**PROBLEM DETAILS**
Convert every line of the listing below into a JSON list of strings, one string per line, omitting any blank lines.

**DATA**
=-=-=-=-=

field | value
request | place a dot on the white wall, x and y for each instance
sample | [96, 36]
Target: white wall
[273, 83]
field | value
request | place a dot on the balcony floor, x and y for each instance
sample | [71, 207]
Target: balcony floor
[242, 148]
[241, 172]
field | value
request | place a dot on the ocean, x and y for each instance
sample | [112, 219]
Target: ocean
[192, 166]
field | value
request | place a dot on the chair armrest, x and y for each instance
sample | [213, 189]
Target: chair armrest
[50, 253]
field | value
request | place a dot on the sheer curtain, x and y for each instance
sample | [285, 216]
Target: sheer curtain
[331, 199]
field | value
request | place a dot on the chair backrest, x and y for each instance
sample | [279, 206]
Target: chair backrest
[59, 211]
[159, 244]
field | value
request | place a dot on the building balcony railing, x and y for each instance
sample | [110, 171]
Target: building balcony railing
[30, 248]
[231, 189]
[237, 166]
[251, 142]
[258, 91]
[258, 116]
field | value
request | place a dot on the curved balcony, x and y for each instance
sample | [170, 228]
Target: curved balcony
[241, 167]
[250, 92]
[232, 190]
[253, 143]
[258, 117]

=-=-=-=-=

**REPLY**
[
  "field | value",
  "request | place a dot on the white wall, x and y for each instance",
  "sample | [96, 36]",
  "Target: white wall",
  "[273, 83]",
  "field | value",
  "request | place a dot on the balcony floor, x and y for each instance",
  "sample | [71, 207]",
  "Target: balcony floor",
  "[242, 148]",
  "[241, 172]",
  "field | value",
  "request | place a dot on the ocean, x and y for each instance",
  "sample | [112, 219]",
  "Target: ocean",
  "[192, 166]",
  "field | value",
  "request | place a dot on the chair armrest, x and y for each instance",
  "sample | [213, 189]",
  "Target: chair armrest",
  "[50, 253]",
  "field | value",
  "request | place a dot on the sheer curtain, x and y for each instance",
  "sample | [285, 216]",
  "Target: sheer curtain",
  "[331, 199]",
  "field | value",
  "request | place a dot on the chair backrest, x and y for each instance",
  "sample | [279, 206]",
  "Target: chair backrest",
  "[59, 211]",
  "[159, 244]",
  "field | value",
  "request | place a dot on the building balcony railing, x and y for each instance",
  "sample | [110, 171]",
  "Target: building balcony railing",
  "[30, 248]",
  "[231, 189]",
  "[237, 166]",
  "[251, 142]",
  "[258, 91]",
  "[258, 116]",
  "field | value",
  "request | place a dot on the curved balcony, x and y for each instance",
  "sample | [170, 228]",
  "Target: curved balcony",
  "[241, 167]",
  "[250, 92]",
  "[232, 190]",
  "[253, 143]",
  "[258, 117]"
]